Work to complete — Exact wording is required: give all the records again, minus the pictures.

Dataset items —
========================
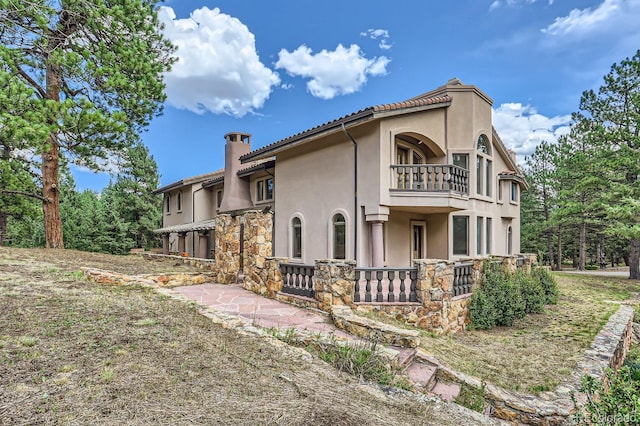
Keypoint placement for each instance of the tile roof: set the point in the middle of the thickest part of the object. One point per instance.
(358, 116)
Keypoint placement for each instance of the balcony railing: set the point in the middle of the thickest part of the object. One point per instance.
(377, 285)
(431, 177)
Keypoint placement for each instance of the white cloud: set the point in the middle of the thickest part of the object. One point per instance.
(611, 16)
(218, 68)
(382, 35)
(511, 3)
(332, 73)
(521, 128)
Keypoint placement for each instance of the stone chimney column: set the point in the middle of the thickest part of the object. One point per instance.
(236, 190)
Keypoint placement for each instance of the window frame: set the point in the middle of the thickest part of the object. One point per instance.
(514, 193)
(479, 233)
(488, 232)
(484, 166)
(466, 235)
(219, 195)
(263, 193)
(295, 240)
(334, 235)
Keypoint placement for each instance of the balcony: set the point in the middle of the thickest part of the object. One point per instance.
(435, 187)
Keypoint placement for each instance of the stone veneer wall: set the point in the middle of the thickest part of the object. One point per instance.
(227, 248)
(334, 283)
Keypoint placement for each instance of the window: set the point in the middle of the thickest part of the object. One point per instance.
(461, 160)
(219, 194)
(479, 229)
(484, 167)
(339, 236)
(296, 238)
(488, 180)
(460, 235)
(479, 161)
(514, 192)
(264, 189)
(409, 177)
(488, 235)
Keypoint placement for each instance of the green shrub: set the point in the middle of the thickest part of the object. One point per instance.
(482, 312)
(616, 403)
(548, 283)
(532, 293)
(503, 290)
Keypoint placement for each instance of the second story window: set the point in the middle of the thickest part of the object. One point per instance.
(264, 189)
(219, 194)
(484, 167)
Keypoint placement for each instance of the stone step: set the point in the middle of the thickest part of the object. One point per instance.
(405, 356)
(423, 375)
(446, 391)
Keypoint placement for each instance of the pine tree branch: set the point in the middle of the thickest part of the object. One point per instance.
(31, 81)
(25, 194)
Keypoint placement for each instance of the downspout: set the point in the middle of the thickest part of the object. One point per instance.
(193, 219)
(356, 213)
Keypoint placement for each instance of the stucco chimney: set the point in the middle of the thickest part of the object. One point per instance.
(236, 190)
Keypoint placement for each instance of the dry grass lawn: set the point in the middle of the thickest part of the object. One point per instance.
(73, 352)
(541, 350)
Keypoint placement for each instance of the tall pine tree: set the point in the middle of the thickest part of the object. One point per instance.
(95, 70)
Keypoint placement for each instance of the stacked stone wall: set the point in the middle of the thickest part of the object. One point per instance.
(227, 248)
(334, 283)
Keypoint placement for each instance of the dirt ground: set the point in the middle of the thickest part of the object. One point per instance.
(76, 353)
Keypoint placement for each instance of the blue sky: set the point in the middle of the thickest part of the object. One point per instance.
(275, 68)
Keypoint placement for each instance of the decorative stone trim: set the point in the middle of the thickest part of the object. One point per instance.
(344, 318)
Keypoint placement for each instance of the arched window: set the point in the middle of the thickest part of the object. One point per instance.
(339, 236)
(483, 145)
(296, 238)
(484, 167)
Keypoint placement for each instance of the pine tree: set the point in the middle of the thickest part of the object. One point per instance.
(94, 68)
(138, 207)
(613, 114)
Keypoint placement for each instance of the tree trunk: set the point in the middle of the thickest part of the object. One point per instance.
(50, 167)
(3, 228)
(582, 254)
(50, 190)
(559, 257)
(634, 259)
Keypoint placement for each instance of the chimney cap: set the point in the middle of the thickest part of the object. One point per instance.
(238, 137)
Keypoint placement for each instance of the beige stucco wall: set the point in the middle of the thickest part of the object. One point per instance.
(313, 185)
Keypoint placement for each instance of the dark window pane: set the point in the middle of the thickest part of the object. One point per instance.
(460, 235)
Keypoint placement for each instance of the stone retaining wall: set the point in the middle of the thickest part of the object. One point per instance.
(209, 264)
(608, 350)
(146, 280)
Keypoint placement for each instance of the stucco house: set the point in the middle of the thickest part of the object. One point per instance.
(427, 177)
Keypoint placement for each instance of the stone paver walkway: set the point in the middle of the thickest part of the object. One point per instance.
(259, 310)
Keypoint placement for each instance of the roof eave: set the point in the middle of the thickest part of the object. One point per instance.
(169, 187)
(307, 136)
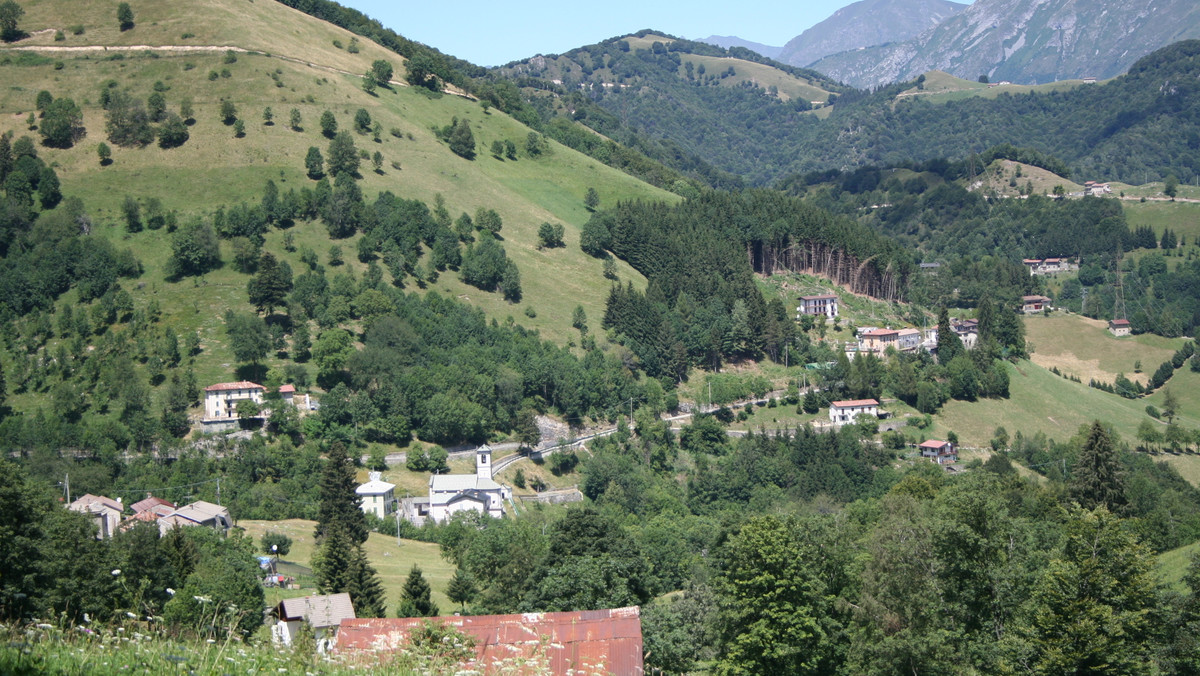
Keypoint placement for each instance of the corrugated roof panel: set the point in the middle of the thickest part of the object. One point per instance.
(601, 640)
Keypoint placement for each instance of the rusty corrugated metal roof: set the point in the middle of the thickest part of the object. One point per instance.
(604, 641)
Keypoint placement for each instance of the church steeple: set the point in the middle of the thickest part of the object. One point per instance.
(484, 462)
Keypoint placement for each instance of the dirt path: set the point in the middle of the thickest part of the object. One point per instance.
(180, 49)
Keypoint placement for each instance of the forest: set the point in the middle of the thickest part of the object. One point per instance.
(1139, 127)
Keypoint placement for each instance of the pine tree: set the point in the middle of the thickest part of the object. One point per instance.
(1097, 479)
(331, 562)
(269, 287)
(414, 600)
(339, 502)
(948, 344)
(364, 586)
(462, 588)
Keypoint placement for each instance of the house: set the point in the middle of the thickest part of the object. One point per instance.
(825, 304)
(879, 340)
(221, 400)
(198, 513)
(1032, 304)
(323, 612)
(841, 412)
(377, 496)
(581, 641)
(105, 512)
(153, 504)
(942, 453)
(909, 340)
(450, 494)
(1050, 265)
(967, 331)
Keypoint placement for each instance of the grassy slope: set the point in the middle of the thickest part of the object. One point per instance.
(214, 168)
(1183, 217)
(1084, 347)
(941, 88)
(1174, 564)
(390, 561)
(1039, 402)
(277, 29)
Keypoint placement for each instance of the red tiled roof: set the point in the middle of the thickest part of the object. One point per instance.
(856, 402)
(583, 641)
(150, 502)
(241, 386)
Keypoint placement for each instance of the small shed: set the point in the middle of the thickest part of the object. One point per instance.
(323, 612)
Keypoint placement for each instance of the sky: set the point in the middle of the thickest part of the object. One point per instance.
(492, 34)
========================
Output below —
Keypoint placement for each instance of the tile roof: set the point in the middle of the thickest part of the object. One point per instance.
(358, 116)
Keypoint placement for each instance of the balcony railing: set the point in the middle of the thickest part of the object. One point per instance.
(377, 285)
(431, 177)
Keypoint placement for each instance of the white cloud: set the point in the middle of the thickest part of the object. One point per instance.
(611, 16)
(218, 68)
(382, 35)
(511, 3)
(332, 73)
(521, 128)
Keypoint placement for each instance of the stone chimney column: set the point in the middle of the thickest part of the object. One point per instance.
(236, 190)
Keypoint placement for each instance of the window frame: set the point in the middle of the thickest part of the object. One point per instance.
(514, 193)
(479, 233)
(488, 232)
(484, 166)
(466, 235)
(219, 195)
(263, 193)
(295, 240)
(334, 235)
Keypoint placement for each instance of the balcony: set the point in the middle of the thickest part of the object. One point per instance.
(435, 187)
Keypoint placement for each instance of the stone veneer wall: set the point in the middle of the thickest part of the object. One point per instance.
(227, 248)
(334, 283)
Keypoint placement for each instance of the window: set the point in the middle of the thickest part of the object. One point per instance.
(461, 160)
(219, 194)
(479, 229)
(484, 167)
(339, 236)
(296, 238)
(488, 180)
(460, 235)
(479, 161)
(514, 192)
(264, 189)
(409, 177)
(488, 235)
Keypoint placement for each instance of the green shrub: set the point in the middle of the thickest part of the object. One point per instance.
(482, 312)
(616, 403)
(548, 283)
(532, 293)
(503, 290)
Keypoint placement for each instance of the second story window: set the point in the middle of the thickest part of the object. One point per instance.
(264, 189)
(219, 194)
(484, 167)
Keypoint placement for each instance of the stone step: set the point in the middle of the thickest part of the object. One point per instance.
(405, 356)
(423, 375)
(446, 391)
Keypoint placement for each instance of the pine tree branch: set the point in the middle of the thickest part of the object. One point per instance.
(31, 81)
(25, 194)
Keypoint placement for each instance of the downspout: set the point in the middle of the thickest part of the object. One point per instance.
(193, 219)
(356, 213)
Keypoint placement for each instance of the stucco chimney: set the point in the middle of the thickest part of the object. One point per instance.
(236, 190)
Keypoint placement for each instance of the dry grass lawn: set the point in the middle of the thickest part of the object. One point per instance.
(73, 352)
(541, 350)
Keypoint placement for each instance of the tall pine tree: set the point in the middle of the thickest part of the object. One point per instance.
(95, 70)
Keypoint placement for each instance of the stacked stone wall: set the point in the middle of the thickest part of the object. One point per instance.
(227, 248)
(334, 283)
Keypoint placement for each instance of the dirt ground: set the point in the middle of the thickest part of the object. One point per instance.
(76, 353)
Keypoint placement for each instance of the blue sky: set the point in the middle of the thickest part of the object. One point per instance.
(275, 68)
Keypoint placement for each instance of the decorative stone trim: set the point in the middle of the thickest part of the object. One point per instance.
(344, 318)
Keypoint placement for each instance of the arched window: set the point in the middle of the thickest part of the object. One point per instance.
(339, 236)
(483, 145)
(296, 238)
(484, 167)
Keypoint placement for each instance of the pine tree: set the point in the middle of the thickest part of the object. One point per instance.
(94, 68)
(138, 207)
(613, 114)
Keypoint placement for each instance of the tree trunk: set the point in the middle of the thickest part of the object. One point per instance.
(50, 167)
(3, 228)
(582, 254)
(50, 190)
(559, 257)
(634, 259)
Keypoint placement for each instance of the chimney cap: set the point in the middle of the thickest part of the object. One point per instance.
(238, 137)
Keypoint placement for each instance of the beige stucco wall: set the point in the middle of the thickest part of the object. One point per instance.
(313, 185)
Keypoint placement for each instance of the dark window pane: set the point in the middle of the thickest part of the object. One point per instance.
(460, 235)
Keypoint placement for each instance of the stone retaining wall: set the point in the middle of the thickest part of the object. One point per instance.
(209, 264)
(608, 350)
(146, 280)
Keypoint placement for each instance of the stucco house: set the point in the middle of the thickest part of the object. One point per instance.
(427, 177)
Keypoint placement for each instance of the stone paver walkway: set the point in the middle of the thickest part of the object. One point per instance.
(259, 310)
Keypoint placement for each instance of the roof eave: set the point in the middle of the thickest part of the object. One point per instance.
(169, 187)
(307, 136)
Keypoint placement for each instance of the corrugated roof panel: set the point in the middle of the thickest part of the object. One point per instance.
(601, 640)
Keypoint placement for each instance of the rusty corrugated metal roof: set the point in the middle of the thickest part of the object. One point per instance.
(604, 641)
Keypoint placement for each instance of the church steeple: set the point in the middle of the thickest part of the object. One point per instance.
(484, 462)
Keypoint placement for each instance of the dirt path: set the point in the middle of the thickest part of the object. One point per instance.
(180, 49)
Keypoint placement for each instance of the forest: set the point in the middle of the thickest part of the object. One point per instance.
(1139, 127)
Keypoint placement for each instance of the pine tree: set the point in the middle of the thickest part of the object. One point per instance.
(1097, 479)
(331, 562)
(269, 287)
(414, 600)
(339, 502)
(948, 344)
(364, 586)
(462, 588)
Keypoint placement for each instance of the house: set the point in the middle of the thickest part of the object. One point per instance.
(825, 304)
(879, 340)
(221, 400)
(198, 513)
(1032, 304)
(323, 612)
(841, 412)
(377, 496)
(581, 641)
(105, 512)
(153, 504)
(942, 453)
(909, 340)
(450, 494)
(1050, 265)
(967, 331)
Keypoint placement for each instance of the grassy slope: set the point in the middle of the thickest part of the object. One point per instance.
(214, 168)
(1183, 217)
(1084, 347)
(941, 88)
(1174, 564)
(390, 561)
(1039, 402)
(277, 29)
Keypoint placement for each instance of the red tiled roof: set the point in the middle of the thickest part of the object. One point per instance.
(856, 402)
(583, 641)
(150, 502)
(241, 386)
Keypoint placement for each instance of the small shed: set the point in the middle of the thickest part of the object. One point per instance.
(323, 612)
Keypoint placement for each instance of the sky: set the point in the middle of the thickest part of the object. One point per instance.
(492, 34)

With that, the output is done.